* start Material shown *

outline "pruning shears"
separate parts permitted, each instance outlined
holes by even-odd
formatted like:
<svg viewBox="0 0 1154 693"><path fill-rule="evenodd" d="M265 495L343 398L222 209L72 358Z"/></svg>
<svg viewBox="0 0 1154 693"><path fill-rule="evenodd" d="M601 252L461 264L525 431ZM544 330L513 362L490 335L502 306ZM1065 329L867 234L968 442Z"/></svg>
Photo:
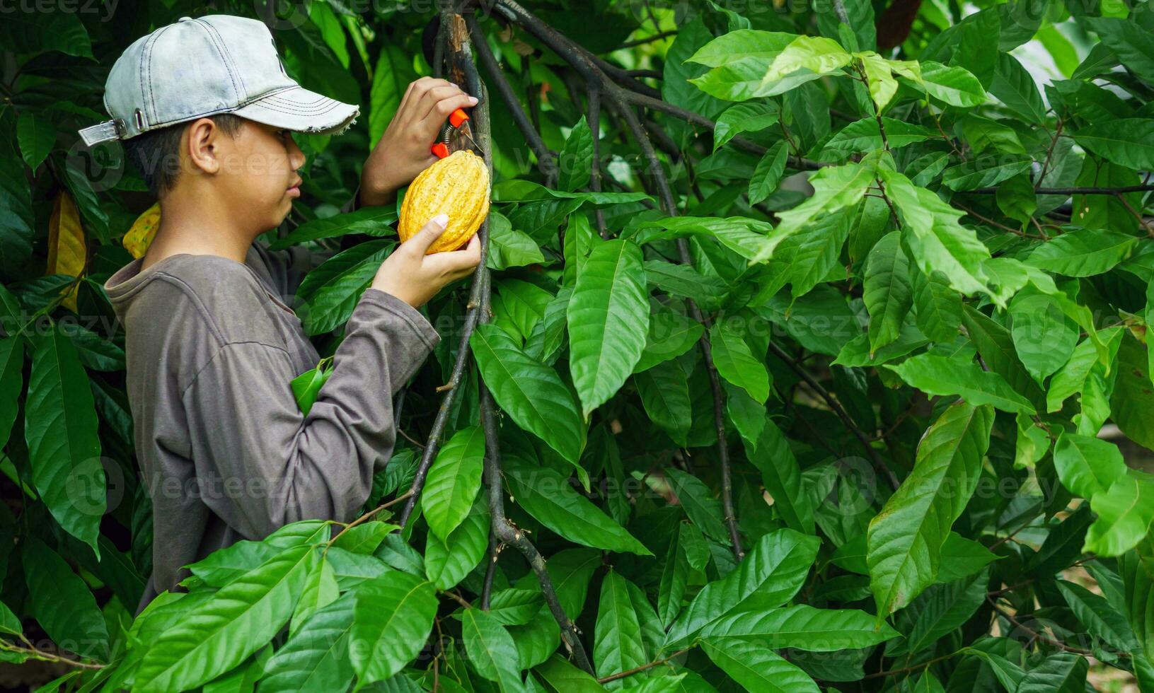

* end Material shown *

Aim of the exercise => Reproduce all of the data above line for line, leaving out the picture.

Response to the task =>
outline "pruning shears"
separate parts permitted, each instance outlined
holes by even-odd
formatted like:
<svg viewBox="0 0 1154 693"><path fill-rule="evenodd" d="M265 495L343 398L222 209L72 358Z"/></svg>
<svg viewBox="0 0 1154 693"><path fill-rule="evenodd" d="M601 252L461 264L525 431ZM544 330L513 362L490 335L502 306ZM1065 329L867 234L968 442Z"/></svg>
Photo:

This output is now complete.